What is expected = Repeat precisely, and only, the lines between the line containing "Keypoint rule: one marker on every instance of the red pickup" and the end of the listing below, both ends included.

# start of Items

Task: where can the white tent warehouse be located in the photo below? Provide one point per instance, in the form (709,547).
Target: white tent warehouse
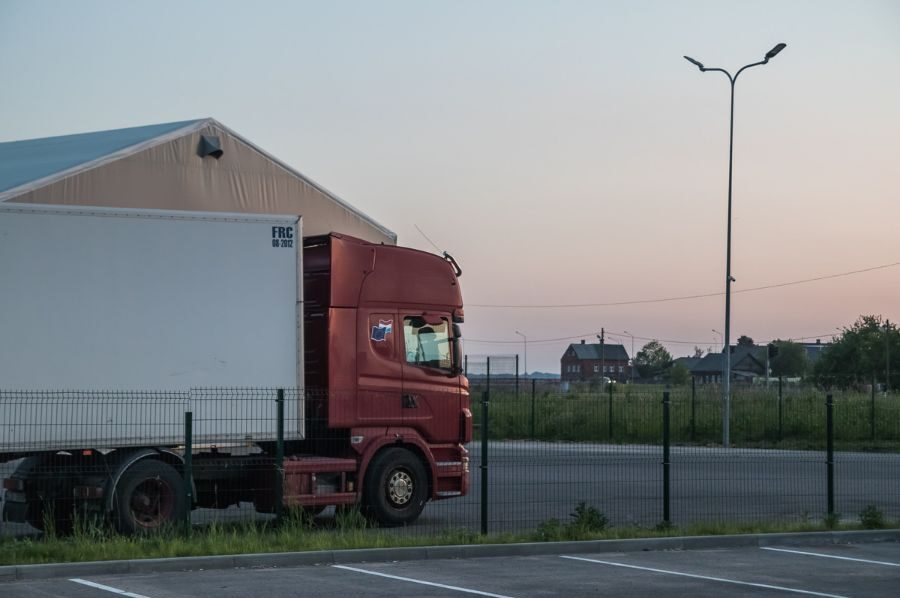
(198,165)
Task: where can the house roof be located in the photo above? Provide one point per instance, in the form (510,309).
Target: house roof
(814,350)
(712,363)
(688,362)
(32,165)
(592,351)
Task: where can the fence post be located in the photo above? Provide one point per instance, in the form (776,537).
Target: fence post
(872,409)
(693,408)
(188,468)
(533,383)
(485,399)
(780,408)
(279,457)
(609,415)
(829,431)
(666,497)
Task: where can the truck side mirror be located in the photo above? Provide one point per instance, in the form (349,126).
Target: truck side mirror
(456,355)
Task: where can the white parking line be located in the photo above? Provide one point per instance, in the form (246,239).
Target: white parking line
(832,556)
(720,579)
(100,586)
(419,581)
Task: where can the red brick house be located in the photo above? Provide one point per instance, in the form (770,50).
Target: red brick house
(584,362)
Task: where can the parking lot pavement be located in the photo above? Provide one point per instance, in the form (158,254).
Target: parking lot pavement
(833,571)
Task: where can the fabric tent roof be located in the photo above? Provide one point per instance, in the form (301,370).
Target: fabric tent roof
(158,167)
(36,160)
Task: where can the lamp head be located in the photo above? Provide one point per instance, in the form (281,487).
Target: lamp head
(774,51)
(695,62)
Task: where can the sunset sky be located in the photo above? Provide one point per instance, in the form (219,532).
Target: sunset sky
(564,152)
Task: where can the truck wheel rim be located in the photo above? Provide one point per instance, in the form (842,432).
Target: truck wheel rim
(400,487)
(152,503)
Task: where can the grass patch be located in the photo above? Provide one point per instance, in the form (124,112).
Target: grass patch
(299,534)
(632,414)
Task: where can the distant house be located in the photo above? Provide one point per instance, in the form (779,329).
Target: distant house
(746,364)
(814,350)
(584,362)
(688,362)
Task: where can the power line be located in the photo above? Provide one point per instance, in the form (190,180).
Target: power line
(628,336)
(684,297)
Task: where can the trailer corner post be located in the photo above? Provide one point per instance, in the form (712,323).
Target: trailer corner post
(188,468)
(279,457)
(829,431)
(667,520)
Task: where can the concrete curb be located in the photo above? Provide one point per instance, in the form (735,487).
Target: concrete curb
(333,557)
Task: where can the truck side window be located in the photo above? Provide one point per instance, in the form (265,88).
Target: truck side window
(427,344)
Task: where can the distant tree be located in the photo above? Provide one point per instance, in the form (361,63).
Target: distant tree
(859,354)
(745,341)
(652,360)
(678,374)
(790,361)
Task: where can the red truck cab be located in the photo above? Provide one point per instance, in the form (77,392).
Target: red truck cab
(383,376)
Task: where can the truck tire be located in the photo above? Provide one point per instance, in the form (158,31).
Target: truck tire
(149,496)
(396,488)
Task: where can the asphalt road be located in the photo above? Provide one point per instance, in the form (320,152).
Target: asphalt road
(833,571)
(531,482)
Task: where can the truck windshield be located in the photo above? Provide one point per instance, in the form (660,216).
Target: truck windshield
(427,344)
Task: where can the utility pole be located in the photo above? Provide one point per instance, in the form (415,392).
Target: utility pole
(632,355)
(602,338)
(887,358)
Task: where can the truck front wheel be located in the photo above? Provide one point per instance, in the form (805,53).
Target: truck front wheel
(396,488)
(149,496)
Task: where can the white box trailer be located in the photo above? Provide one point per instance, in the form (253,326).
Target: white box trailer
(131,310)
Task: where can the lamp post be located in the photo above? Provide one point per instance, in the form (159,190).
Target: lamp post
(887,358)
(720,335)
(726,369)
(632,355)
(526,351)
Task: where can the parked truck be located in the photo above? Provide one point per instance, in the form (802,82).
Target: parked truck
(150,314)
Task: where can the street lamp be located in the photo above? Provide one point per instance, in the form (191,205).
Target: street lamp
(726,370)
(632,355)
(526,351)
(887,358)
(720,335)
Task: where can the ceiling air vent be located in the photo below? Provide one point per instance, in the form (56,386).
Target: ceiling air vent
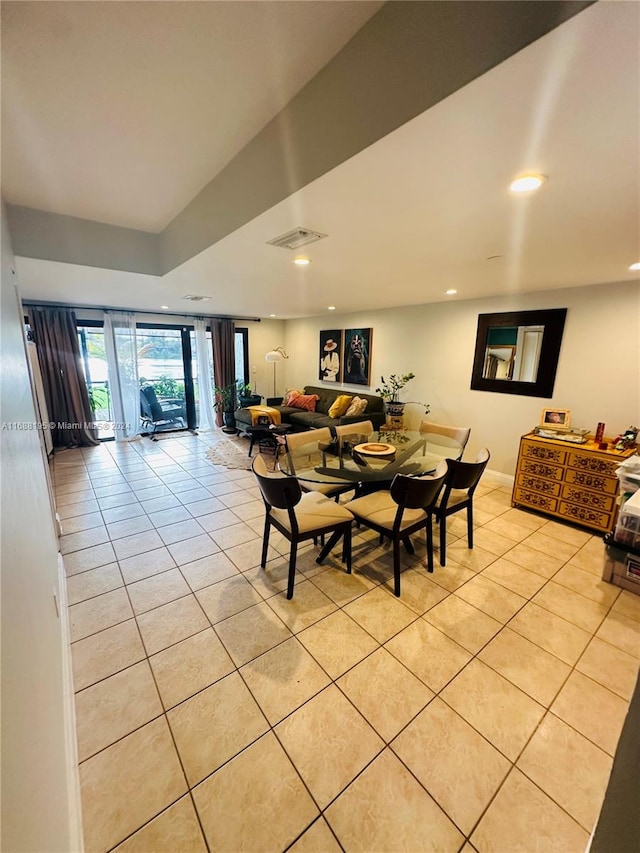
(295,239)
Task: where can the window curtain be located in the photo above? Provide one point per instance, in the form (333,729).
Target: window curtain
(122,360)
(224,357)
(65,385)
(205,377)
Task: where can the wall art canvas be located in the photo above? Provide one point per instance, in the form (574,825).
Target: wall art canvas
(330,357)
(357,356)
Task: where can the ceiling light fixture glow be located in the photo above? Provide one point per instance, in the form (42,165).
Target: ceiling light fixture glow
(527,183)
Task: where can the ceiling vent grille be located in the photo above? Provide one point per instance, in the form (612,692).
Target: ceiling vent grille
(296,239)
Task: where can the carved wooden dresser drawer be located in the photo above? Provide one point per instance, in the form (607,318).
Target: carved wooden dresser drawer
(576,483)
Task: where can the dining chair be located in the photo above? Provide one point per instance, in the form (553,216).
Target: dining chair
(299,517)
(401,511)
(461,481)
(448,439)
(312,440)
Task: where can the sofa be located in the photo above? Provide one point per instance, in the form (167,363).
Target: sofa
(301,419)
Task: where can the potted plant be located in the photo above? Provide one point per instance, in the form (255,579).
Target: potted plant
(246,397)
(224,405)
(390,392)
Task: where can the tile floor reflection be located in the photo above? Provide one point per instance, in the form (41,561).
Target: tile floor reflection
(481,710)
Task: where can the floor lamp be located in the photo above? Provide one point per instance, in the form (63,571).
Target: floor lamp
(275,355)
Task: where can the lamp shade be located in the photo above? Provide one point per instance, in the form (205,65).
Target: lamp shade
(276,354)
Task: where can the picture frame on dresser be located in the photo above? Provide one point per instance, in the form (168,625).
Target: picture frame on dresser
(559,419)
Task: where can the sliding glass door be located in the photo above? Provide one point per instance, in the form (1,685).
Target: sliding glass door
(166,377)
(94,362)
(167,371)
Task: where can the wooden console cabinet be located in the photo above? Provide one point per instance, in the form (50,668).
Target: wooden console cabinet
(573,482)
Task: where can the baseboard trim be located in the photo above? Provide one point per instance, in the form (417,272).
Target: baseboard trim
(71,746)
(503,479)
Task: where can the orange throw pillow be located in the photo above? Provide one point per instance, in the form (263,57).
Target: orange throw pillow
(304,401)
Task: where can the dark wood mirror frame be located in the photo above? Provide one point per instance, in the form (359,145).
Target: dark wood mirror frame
(553,322)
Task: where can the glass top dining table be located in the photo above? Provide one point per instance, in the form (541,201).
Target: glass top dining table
(370,461)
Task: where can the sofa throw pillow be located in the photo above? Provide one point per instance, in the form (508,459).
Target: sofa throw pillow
(289,393)
(340,405)
(304,401)
(357,407)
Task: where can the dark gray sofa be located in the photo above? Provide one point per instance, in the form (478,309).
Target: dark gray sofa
(301,420)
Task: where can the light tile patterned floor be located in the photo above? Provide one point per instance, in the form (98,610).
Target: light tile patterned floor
(481,710)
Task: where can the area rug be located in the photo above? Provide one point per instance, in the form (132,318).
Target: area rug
(230,452)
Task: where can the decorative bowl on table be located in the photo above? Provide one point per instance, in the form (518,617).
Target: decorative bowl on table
(375,448)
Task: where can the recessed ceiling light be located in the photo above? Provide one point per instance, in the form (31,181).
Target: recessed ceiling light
(527,183)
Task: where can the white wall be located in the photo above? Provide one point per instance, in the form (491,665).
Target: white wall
(598,376)
(38,795)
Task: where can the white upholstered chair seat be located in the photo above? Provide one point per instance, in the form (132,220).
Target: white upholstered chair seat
(314,511)
(381,509)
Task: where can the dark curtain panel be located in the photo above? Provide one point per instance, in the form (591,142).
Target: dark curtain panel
(224,355)
(65,387)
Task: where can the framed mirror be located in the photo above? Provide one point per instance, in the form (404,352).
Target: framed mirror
(517,352)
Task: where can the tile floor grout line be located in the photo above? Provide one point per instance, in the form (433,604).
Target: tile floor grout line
(341,608)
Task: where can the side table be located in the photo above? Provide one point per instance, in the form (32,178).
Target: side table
(269,437)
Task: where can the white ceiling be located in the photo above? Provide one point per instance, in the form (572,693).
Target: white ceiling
(420,211)
(120,112)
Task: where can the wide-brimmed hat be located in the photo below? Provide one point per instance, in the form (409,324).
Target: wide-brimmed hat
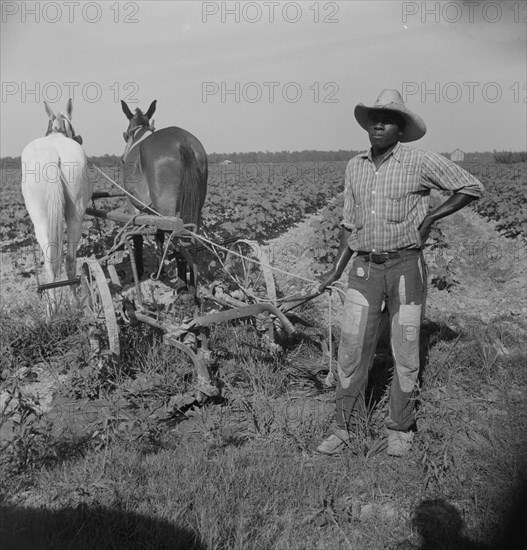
(391,100)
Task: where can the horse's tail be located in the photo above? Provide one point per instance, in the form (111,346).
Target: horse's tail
(56,203)
(193,188)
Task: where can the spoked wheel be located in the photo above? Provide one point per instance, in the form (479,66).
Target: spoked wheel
(98,308)
(247,265)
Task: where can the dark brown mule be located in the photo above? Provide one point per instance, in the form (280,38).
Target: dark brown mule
(167,171)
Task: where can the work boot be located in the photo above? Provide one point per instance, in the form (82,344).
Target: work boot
(335,443)
(399,443)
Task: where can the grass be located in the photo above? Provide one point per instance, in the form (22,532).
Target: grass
(240,472)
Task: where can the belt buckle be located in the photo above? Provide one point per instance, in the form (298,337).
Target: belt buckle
(382,257)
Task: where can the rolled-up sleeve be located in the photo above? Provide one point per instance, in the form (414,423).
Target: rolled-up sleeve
(438,172)
(349,202)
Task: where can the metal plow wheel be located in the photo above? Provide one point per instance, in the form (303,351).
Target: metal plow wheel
(98,307)
(247,264)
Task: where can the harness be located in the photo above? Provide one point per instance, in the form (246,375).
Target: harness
(136,135)
(56,125)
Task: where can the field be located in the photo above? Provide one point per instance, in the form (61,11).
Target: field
(112,459)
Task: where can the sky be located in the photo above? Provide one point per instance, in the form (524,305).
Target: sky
(266,76)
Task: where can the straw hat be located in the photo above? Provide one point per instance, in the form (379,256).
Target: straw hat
(391,100)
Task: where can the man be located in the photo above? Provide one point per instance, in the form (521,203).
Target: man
(386,222)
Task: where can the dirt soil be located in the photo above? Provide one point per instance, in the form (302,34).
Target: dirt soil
(490,273)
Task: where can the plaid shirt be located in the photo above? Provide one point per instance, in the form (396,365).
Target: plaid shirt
(384,207)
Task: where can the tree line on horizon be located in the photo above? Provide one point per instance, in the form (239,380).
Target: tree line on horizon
(311,155)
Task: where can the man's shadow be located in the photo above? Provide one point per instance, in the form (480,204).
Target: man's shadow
(439,525)
(90,526)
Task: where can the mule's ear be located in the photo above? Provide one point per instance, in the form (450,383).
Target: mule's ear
(151,109)
(126,110)
(49,111)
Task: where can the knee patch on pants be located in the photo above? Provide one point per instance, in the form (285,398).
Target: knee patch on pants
(405,345)
(352,335)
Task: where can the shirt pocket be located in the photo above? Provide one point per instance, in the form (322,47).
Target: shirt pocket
(397,206)
(358,216)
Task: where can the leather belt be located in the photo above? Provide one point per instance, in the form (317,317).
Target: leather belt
(383,257)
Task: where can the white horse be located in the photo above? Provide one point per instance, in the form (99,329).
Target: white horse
(56,187)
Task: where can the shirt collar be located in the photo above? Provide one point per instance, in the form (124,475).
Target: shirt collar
(396,152)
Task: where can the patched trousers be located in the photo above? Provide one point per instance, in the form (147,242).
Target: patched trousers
(398,285)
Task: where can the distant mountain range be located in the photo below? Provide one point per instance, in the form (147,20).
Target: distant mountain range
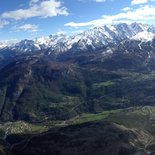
(59,77)
(92,39)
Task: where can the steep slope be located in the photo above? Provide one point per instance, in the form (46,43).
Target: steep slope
(42,87)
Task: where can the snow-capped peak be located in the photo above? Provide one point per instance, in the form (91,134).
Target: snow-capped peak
(92,39)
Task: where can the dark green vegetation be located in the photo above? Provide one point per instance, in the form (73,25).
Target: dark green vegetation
(117,132)
(84,103)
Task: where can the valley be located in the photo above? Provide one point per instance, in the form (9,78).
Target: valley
(91,92)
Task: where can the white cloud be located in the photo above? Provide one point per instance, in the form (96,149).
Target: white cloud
(48,8)
(126,9)
(142,14)
(3,23)
(135,2)
(26,27)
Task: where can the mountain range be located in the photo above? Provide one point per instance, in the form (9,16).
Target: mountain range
(59,90)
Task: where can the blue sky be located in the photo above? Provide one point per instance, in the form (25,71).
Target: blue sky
(20,19)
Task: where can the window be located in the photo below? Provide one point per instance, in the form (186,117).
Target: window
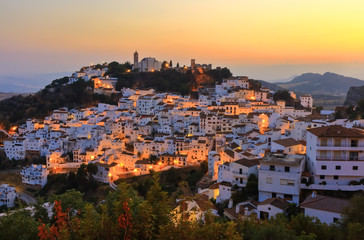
(287,182)
(269,180)
(323,142)
(353,156)
(354,143)
(288,197)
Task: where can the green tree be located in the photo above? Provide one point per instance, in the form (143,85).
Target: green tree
(284,95)
(18,225)
(71,199)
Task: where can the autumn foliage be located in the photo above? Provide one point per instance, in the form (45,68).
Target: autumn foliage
(62,226)
(125,221)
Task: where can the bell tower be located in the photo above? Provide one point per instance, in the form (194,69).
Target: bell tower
(136,60)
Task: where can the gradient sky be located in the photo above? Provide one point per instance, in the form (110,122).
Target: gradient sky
(264,39)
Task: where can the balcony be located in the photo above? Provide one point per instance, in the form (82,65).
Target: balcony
(325,158)
(339,147)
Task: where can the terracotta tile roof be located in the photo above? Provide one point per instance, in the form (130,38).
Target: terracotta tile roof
(277,202)
(336,131)
(227,184)
(287,142)
(247,162)
(325,203)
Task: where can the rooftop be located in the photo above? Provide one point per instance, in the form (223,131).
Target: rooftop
(282,159)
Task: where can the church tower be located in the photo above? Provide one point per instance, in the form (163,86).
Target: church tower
(136,60)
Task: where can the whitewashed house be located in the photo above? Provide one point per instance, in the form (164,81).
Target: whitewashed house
(35,175)
(7,195)
(280,176)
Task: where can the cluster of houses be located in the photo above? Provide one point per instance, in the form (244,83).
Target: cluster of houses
(237,128)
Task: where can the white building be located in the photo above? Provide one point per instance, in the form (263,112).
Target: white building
(238,172)
(271,207)
(7,195)
(35,175)
(15,148)
(327,209)
(335,156)
(280,176)
(149,64)
(306,101)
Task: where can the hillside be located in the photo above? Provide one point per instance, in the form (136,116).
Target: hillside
(5,95)
(327,84)
(17,109)
(271,86)
(354,95)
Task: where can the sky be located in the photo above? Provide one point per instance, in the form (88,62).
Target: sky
(266,39)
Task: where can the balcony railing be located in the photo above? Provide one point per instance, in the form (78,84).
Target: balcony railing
(319,158)
(339,146)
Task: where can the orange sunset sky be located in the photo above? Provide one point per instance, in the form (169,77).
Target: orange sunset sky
(264,39)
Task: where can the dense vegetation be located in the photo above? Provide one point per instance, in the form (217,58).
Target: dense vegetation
(285,96)
(171,80)
(126,215)
(17,109)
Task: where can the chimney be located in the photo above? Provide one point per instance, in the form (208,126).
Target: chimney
(314,194)
(246,210)
(230,203)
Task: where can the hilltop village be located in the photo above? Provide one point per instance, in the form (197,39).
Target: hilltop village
(239,130)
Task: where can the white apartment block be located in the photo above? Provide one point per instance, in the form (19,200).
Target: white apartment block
(35,175)
(238,172)
(335,155)
(306,101)
(280,176)
(7,195)
(15,148)
(327,209)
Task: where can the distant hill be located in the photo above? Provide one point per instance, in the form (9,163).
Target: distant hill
(327,84)
(9,95)
(271,86)
(15,110)
(354,95)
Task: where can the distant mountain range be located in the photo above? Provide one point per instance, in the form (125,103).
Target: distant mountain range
(327,84)
(28,83)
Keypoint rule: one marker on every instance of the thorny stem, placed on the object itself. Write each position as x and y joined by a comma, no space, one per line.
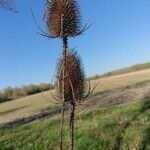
65,47
72,114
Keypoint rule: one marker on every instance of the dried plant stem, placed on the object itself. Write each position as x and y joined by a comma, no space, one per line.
72,115
65,47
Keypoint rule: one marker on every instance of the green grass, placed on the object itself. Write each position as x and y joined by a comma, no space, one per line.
33,104
119,127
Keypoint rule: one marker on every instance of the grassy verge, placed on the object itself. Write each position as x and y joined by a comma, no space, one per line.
117,127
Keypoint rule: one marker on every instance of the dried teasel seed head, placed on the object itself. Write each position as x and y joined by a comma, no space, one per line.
62,18
74,81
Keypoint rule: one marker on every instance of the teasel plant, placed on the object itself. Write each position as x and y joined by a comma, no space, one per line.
63,21
75,86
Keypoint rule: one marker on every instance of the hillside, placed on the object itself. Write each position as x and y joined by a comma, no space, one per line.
34,104
133,68
116,117
116,127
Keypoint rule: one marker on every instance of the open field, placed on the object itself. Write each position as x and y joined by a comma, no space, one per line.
32,105
133,68
120,127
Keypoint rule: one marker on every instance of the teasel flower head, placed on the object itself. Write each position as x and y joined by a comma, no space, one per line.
63,18
74,81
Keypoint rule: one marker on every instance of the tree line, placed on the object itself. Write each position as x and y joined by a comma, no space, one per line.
10,93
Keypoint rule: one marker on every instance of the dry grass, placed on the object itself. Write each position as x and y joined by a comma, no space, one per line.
31,105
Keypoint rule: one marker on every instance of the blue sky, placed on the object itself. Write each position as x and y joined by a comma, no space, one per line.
119,37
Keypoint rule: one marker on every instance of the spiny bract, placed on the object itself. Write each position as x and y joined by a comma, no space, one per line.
74,81
62,18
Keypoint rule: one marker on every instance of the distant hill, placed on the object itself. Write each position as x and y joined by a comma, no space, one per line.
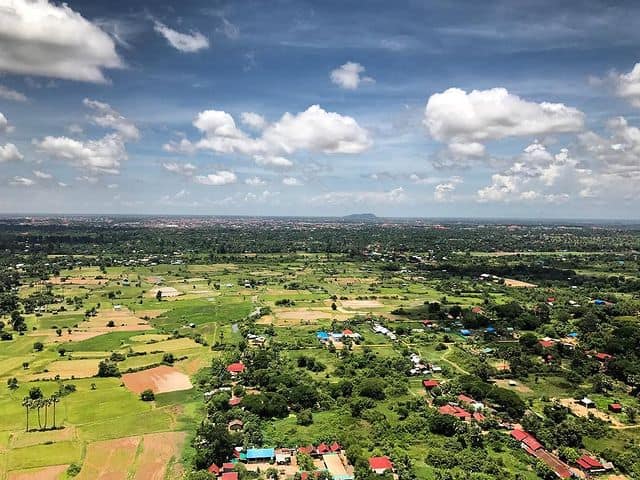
361,217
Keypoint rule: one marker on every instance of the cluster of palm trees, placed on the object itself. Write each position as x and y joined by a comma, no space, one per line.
38,404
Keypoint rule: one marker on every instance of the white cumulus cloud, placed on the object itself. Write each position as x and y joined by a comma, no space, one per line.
13,95
107,117
627,85
103,155
349,76
255,181
44,38
186,169
222,177
466,120
314,130
22,182
185,42
10,153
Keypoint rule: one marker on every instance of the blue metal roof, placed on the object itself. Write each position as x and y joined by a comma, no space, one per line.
258,453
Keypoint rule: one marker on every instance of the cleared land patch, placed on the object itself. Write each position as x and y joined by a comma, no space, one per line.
159,450
358,304
53,472
70,368
510,282
159,379
109,460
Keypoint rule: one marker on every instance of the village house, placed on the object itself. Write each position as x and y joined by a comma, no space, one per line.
235,425
380,465
590,465
236,369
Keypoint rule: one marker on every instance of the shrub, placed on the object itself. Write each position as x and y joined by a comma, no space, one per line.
147,396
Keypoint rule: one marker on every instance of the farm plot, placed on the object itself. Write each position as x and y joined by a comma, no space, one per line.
70,368
110,459
53,472
160,451
159,379
360,304
510,282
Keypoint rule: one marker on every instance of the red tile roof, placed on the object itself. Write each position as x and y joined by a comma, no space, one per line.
237,367
430,383
455,411
532,443
554,463
527,439
587,462
380,463
323,448
519,435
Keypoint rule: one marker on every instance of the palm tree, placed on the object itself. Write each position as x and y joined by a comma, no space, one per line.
54,399
38,405
45,403
26,403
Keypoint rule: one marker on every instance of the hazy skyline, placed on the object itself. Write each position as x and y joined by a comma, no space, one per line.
422,109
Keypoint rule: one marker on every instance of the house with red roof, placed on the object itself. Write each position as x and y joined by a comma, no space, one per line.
308,450
430,383
615,407
590,465
534,448
236,369
465,399
380,465
603,357
478,417
323,448
454,411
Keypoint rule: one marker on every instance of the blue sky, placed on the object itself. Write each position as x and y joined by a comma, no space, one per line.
432,108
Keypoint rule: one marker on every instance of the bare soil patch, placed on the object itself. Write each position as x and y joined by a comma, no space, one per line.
359,304
24,439
54,472
78,281
149,313
159,449
109,460
510,282
298,316
159,379
581,411
518,388
166,346
70,368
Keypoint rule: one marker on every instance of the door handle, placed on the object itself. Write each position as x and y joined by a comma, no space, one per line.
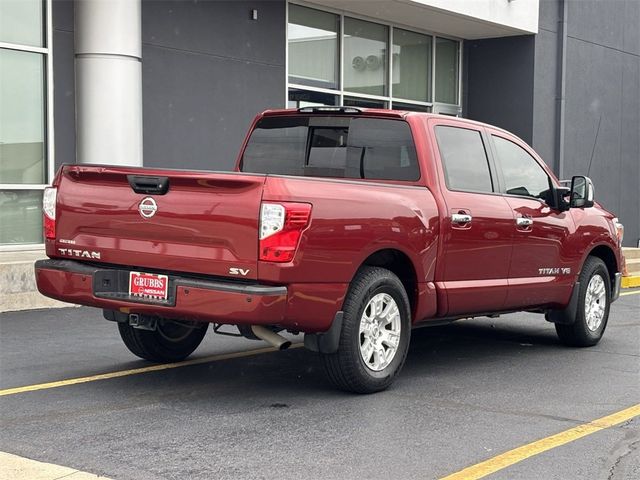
461,218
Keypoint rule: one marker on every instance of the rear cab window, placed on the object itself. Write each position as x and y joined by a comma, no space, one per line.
332,146
464,159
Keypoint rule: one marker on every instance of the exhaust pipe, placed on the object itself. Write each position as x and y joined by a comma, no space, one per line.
269,336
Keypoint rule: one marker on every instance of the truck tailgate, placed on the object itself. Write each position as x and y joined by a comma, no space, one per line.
205,223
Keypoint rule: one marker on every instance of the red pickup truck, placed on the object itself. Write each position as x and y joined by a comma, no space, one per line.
351,226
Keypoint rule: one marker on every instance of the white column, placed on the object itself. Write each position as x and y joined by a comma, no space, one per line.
108,62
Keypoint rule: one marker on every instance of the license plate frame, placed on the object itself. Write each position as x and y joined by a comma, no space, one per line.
148,286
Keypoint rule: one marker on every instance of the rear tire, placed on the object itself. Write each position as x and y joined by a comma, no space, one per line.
375,333
169,342
594,299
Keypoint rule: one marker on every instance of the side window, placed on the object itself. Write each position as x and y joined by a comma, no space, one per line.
381,149
464,159
522,173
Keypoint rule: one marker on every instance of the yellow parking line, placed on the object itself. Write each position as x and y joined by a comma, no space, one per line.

# end of Items

Answer to the problem =
Keypoint rule: one marker on every instance of the red pickup truck, placed on the object itself. Write each position as x and y joined by a comma, no space, one per line.
351,226
Keypoint rule: one marker on every instance of the white column, placed on the object itself. Write each position as x and y joined by a comma, no space, one per line.
108,62
Keypoint rule: one marker on every instance of the license plate frame, placed on the object itself. Write each position as x and y joined by a comma, no space, one per line.
148,286
Keypoint rule: one marker on every instance of the rear tire, placed on the object itself. Write each position as x and y joined by a comma, no space, one per line.
375,333
169,342
594,299
Keypoint rule: one marker on every instance of the side window, placed on the object itself. Write each position as x and y joined by a comma, no space, one per line.
381,149
464,159
522,173
Keypoint rule: one marker on every instance of the yellow parking line, placed on the object itself. Write each position as x and y joined by a comma, no space, one per line.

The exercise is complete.